== Work to do ==
Repeat only the lines from the one holding "of the rock." down to the last line of the listing below, including both of those lines.
[START Material provided]
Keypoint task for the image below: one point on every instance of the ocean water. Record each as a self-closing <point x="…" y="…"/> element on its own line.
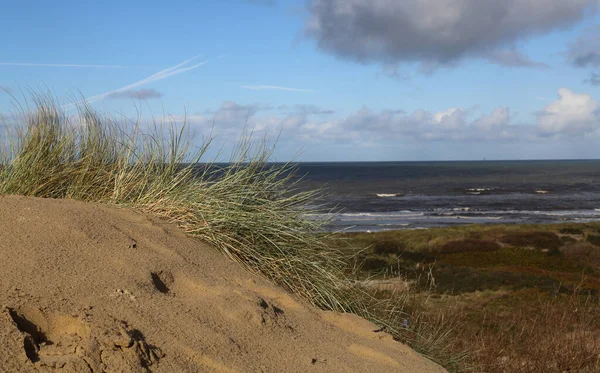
<point x="374" y="196"/>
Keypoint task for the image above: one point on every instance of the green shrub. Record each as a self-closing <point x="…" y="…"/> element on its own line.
<point x="388" y="247"/>
<point x="593" y="239"/>
<point x="571" y="230"/>
<point x="468" y="245"/>
<point x="538" y="240"/>
<point x="583" y="253"/>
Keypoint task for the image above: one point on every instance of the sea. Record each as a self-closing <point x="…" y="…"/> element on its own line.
<point x="376" y="196"/>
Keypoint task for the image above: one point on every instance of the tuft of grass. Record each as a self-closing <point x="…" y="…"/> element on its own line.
<point x="249" y="209"/>
<point x="538" y="240"/>
<point x="469" y="245"/>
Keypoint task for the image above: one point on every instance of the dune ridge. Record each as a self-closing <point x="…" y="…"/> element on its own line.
<point x="95" y="288"/>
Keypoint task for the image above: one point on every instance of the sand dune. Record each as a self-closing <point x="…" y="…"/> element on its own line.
<point x="92" y="288"/>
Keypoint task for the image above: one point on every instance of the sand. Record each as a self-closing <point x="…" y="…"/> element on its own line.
<point x="94" y="288"/>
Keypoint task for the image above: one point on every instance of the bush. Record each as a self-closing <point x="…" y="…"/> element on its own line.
<point x="593" y="239"/>
<point x="375" y="265"/>
<point x="571" y="230"/>
<point x="249" y="209"/>
<point x="538" y="240"/>
<point x="583" y="253"/>
<point x="468" y="245"/>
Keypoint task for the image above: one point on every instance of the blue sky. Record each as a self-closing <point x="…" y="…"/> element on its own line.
<point x="343" y="80"/>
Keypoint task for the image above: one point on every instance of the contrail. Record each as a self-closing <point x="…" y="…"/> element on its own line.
<point x="61" y="65"/>
<point x="263" y="87"/>
<point x="174" y="70"/>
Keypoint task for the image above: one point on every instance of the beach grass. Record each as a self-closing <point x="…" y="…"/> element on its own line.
<point x="522" y="298"/>
<point x="249" y="209"/>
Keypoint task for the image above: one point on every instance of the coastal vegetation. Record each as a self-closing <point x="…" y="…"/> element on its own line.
<point x="474" y="298"/>
<point x="521" y="298"/>
<point x="248" y="208"/>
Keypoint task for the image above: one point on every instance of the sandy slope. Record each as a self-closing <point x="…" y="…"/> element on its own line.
<point x="91" y="288"/>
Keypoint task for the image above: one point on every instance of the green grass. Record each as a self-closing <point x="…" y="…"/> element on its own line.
<point x="249" y="209"/>
<point x="519" y="298"/>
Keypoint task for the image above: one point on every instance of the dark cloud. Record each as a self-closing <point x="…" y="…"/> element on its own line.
<point x="392" y="71"/>
<point x="436" y="32"/>
<point x="142" y="94"/>
<point x="585" y="50"/>
<point x="594" y="79"/>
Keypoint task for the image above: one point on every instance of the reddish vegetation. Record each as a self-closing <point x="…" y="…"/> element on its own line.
<point x="469" y="245"/>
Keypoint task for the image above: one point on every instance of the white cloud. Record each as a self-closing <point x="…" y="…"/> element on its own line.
<point x="572" y="114"/>
<point x="364" y="126"/>
<point x="437" y="32"/>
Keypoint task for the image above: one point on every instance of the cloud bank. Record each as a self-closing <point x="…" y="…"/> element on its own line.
<point x="437" y="32"/>
<point x="572" y="115"/>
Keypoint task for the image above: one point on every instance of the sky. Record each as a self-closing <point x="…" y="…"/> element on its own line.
<point x="324" y="80"/>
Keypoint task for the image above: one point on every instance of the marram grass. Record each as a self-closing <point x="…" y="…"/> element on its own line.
<point x="249" y="209"/>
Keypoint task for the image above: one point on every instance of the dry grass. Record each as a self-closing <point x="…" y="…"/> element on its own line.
<point x="249" y="209"/>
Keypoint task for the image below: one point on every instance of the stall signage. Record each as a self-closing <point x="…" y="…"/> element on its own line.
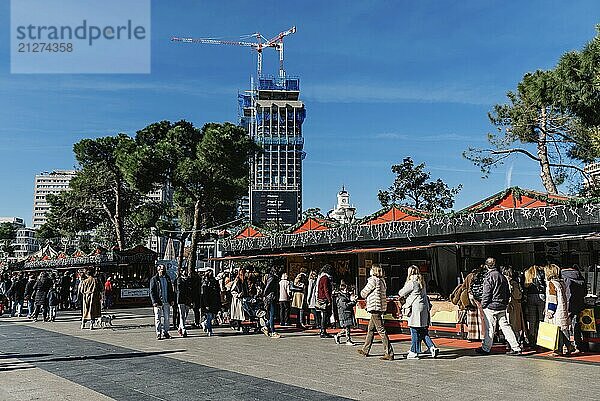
<point x="135" y="292"/>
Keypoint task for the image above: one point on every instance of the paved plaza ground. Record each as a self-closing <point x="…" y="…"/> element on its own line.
<point x="59" y="361"/>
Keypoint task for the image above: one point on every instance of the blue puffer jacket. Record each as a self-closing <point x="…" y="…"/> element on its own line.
<point x="496" y="293"/>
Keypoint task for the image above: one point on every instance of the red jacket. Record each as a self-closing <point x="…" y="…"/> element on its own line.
<point x="324" y="288"/>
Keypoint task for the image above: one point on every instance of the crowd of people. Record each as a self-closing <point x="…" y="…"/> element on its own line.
<point x="28" y="294"/>
<point x="496" y="300"/>
<point x="495" y="296"/>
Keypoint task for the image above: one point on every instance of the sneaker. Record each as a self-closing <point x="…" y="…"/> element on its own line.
<point x="362" y="352"/>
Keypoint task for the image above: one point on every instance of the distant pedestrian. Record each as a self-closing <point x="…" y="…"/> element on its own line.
<point x="239" y="292"/>
<point x="41" y="288"/>
<point x="108" y="293"/>
<point x="270" y="299"/>
<point x="494" y="303"/>
<point x="29" y="295"/>
<point x="557" y="310"/>
<point x="162" y="298"/>
<point x="284" y="300"/>
<point x="375" y="294"/>
<point x="183" y="293"/>
<point x="325" y="299"/>
<point x="54" y="301"/>
<point x="535" y="290"/>
<point x="575" y="291"/>
<point x="211" y="299"/>
<point x="91" y="294"/>
<point x="345" y="302"/>
<point x="311" y="294"/>
<point x="416" y="307"/>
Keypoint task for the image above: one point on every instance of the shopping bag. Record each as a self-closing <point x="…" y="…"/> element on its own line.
<point x="548" y="336"/>
<point x="588" y="321"/>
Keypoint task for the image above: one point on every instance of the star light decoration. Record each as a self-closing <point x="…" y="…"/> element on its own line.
<point x="439" y="225"/>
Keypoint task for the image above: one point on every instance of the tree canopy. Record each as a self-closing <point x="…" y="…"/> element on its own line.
<point x="413" y="187"/>
<point x="552" y="118"/>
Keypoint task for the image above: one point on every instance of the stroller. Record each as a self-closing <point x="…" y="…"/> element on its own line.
<point x="255" y="314"/>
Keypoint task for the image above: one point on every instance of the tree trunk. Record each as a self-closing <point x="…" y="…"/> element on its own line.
<point x="181" y="253"/>
<point x="195" y="239"/>
<point x="118" y="219"/>
<point x="542" y="151"/>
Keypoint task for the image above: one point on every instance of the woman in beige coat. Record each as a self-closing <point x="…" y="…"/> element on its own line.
<point x="91" y="291"/>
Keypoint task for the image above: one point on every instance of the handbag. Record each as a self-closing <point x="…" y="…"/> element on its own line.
<point x="548" y="336"/>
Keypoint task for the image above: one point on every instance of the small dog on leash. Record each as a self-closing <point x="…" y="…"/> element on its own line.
<point x="106" y="320"/>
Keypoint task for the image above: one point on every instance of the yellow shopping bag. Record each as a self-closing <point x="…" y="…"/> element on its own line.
<point x="588" y="321"/>
<point x="548" y="336"/>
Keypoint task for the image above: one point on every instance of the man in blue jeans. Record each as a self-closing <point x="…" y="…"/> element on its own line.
<point x="162" y="297"/>
<point x="271" y="297"/>
<point x="494" y="302"/>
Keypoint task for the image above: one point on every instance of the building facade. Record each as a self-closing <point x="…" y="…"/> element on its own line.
<point x="273" y="115"/>
<point x="46" y="183"/>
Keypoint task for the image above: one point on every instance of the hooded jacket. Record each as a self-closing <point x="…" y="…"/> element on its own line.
<point x="496" y="293"/>
<point x="575" y="290"/>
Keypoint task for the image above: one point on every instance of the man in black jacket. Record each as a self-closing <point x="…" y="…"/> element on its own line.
<point x="162" y="297"/>
<point x="494" y="302"/>
<point x="576" y="290"/>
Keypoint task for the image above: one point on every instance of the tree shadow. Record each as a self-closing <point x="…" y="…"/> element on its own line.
<point x="7" y="366"/>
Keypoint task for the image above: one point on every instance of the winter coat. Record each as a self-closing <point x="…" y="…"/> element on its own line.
<point x="16" y="292"/>
<point x="575" y="290"/>
<point x="495" y="291"/>
<point x="324" y="288"/>
<point x="183" y="290"/>
<point x="239" y="290"/>
<point x="29" y="288"/>
<point x="284" y="290"/>
<point x="155" y="290"/>
<point x="514" y="309"/>
<point x="297" y="288"/>
<point x="416" y="305"/>
<point x="345" y="309"/>
<point x="557" y="311"/>
<point x="311" y="293"/>
<point x="476" y="284"/>
<point x="375" y="294"/>
<point x="53" y="297"/>
<point x="91" y="290"/>
<point x="211" y="295"/>
<point x="41" y="288"/>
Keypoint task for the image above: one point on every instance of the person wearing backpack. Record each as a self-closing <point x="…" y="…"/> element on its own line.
<point x="575" y="292"/>
<point x="375" y="294"/>
<point x="416" y="308"/>
<point x="345" y="302"/>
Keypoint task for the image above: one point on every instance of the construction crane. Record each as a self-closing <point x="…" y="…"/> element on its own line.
<point x="260" y="44"/>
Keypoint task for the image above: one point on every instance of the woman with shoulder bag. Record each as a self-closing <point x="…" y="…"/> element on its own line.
<point x="375" y="294"/>
<point x="416" y="308"/>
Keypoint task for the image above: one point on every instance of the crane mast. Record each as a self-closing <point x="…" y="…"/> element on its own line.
<point x="260" y="44"/>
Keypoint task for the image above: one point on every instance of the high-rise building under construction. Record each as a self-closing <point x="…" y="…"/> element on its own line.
<point x="273" y="115"/>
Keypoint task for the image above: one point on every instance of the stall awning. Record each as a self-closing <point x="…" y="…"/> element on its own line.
<point x="331" y="252"/>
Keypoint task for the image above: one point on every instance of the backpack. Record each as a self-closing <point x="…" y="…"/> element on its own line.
<point x="460" y="296"/>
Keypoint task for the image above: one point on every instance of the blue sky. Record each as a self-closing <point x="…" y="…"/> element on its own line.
<point x="381" y="81"/>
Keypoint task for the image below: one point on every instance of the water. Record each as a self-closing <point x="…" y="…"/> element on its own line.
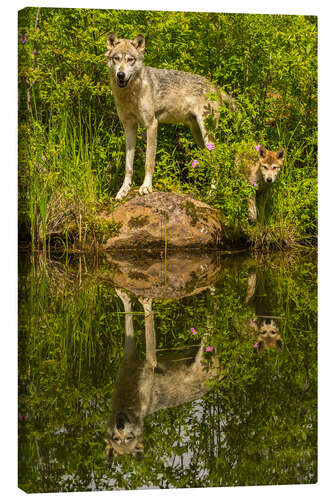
<point x="123" y="340"/>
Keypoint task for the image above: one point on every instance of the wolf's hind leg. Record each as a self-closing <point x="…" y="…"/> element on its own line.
<point x="147" y="305"/>
<point x="196" y="132"/>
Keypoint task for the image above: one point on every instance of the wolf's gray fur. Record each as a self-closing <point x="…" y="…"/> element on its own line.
<point x="144" y="387"/>
<point x="147" y="96"/>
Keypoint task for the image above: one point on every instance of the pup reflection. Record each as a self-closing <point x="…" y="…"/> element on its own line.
<point x="265" y="327"/>
<point x="144" y="387"/>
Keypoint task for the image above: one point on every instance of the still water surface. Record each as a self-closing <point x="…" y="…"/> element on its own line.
<point x="139" y="372"/>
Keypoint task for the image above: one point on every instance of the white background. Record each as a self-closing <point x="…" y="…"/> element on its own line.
<point x="8" y="277"/>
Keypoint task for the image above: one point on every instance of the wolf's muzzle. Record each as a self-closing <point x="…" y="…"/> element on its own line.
<point x="121" y="79"/>
<point x="121" y="419"/>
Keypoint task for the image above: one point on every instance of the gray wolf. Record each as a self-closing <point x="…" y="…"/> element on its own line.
<point x="148" y="96"/>
<point x="260" y="171"/>
<point x="144" y="387"/>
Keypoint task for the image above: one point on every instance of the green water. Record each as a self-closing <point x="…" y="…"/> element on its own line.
<point x="256" y="423"/>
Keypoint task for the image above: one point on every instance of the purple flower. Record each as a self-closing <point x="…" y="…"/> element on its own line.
<point x="23" y="39"/>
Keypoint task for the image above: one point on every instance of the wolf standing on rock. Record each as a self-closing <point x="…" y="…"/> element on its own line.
<point x="147" y="96"/>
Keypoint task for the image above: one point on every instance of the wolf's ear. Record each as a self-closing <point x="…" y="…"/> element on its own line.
<point x="139" y="43"/>
<point x="138" y="453"/>
<point x="279" y="345"/>
<point x="262" y="151"/>
<point x="111" y="41"/>
<point x="280" y="154"/>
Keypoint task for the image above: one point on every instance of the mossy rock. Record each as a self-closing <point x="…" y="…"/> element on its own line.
<point x="164" y="219"/>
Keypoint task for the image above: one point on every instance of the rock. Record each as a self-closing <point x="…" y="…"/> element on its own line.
<point x="158" y="219"/>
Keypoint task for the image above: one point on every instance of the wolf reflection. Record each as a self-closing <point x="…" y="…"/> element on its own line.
<point x="145" y="387"/>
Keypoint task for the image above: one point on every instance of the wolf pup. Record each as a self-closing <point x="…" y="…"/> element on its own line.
<point x="261" y="173"/>
<point x="147" y="96"/>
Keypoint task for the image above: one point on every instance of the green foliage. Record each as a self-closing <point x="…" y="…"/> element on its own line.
<point x="72" y="143"/>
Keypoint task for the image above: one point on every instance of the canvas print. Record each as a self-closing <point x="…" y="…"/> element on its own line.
<point x="167" y="213"/>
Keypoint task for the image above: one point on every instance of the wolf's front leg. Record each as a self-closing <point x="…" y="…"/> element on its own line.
<point x="147" y="305"/>
<point x="130" y="348"/>
<point x="130" y="136"/>
<point x="147" y="186"/>
<point x="252" y="208"/>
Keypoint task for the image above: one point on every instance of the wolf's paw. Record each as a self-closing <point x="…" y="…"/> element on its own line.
<point x="122" y="192"/>
<point x="145" y="189"/>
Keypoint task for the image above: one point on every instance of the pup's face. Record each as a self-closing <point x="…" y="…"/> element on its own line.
<point x="269" y="336"/>
<point x="270" y="163"/>
<point x="124" y="58"/>
<point x="124" y="437"/>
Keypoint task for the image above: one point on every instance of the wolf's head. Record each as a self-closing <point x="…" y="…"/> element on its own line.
<point x="124" y="436"/>
<point x="269" y="336"/>
<point x="124" y="58"/>
<point x="270" y="163"/>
[END Material provided]
== Output for this task ==
Keypoint task for the image above: one point on every instance of the rock. Record each as a self-closing <point x="…" y="…"/> element on its own line.
<point x="158" y="219"/>
Keypoint task for the image above: one point on every instance of the wolf reflection. Record each as a self-closing <point x="…" y="…"/> element on its own line.
<point x="145" y="387"/>
Keypoint task for the image above: one point on every instance of the wolf pup. Record each as a self-closing <point x="…" y="…"/> element on its own line.
<point x="261" y="173"/>
<point x="147" y="96"/>
Keypoint task for the image above: one point on every instance of the green foliage. Record each as a self-closing <point x="…" y="…"/> element on its own line.
<point x="72" y="143"/>
Keypoint task for the image above: one point on every instance of the canvas print. Record each as a self-closing <point x="…" y="…"/> element on its own line.
<point x="167" y="213"/>
Keypoint task for the image above: one point on every instance of the wolf's front leg. Record each as a self-closing <point x="…" y="…"/> element on its own line.
<point x="147" y="305"/>
<point x="130" y="348"/>
<point x="130" y="136"/>
<point x="147" y="186"/>
<point x="252" y="208"/>
Keypoint task for the image above: one point on every instance of the wolf's paw. Record each as a self-closing <point x="…" y="…"/> element on its own line.
<point x="122" y="192"/>
<point x="145" y="189"/>
Keypoint task for the image above: one point on every instance of the pup's face. Record each as a self-closing <point x="…" y="…"/> element on its own line.
<point x="269" y="336"/>
<point x="270" y="163"/>
<point x="124" y="58"/>
<point x="124" y="437"/>
Keypoint task for the image above: one point on every instance of the wolf's head. Record each as a self-closing <point x="…" y="…"/> element on its own line.
<point x="124" y="436"/>
<point x="269" y="336"/>
<point x="124" y="58"/>
<point x="270" y="163"/>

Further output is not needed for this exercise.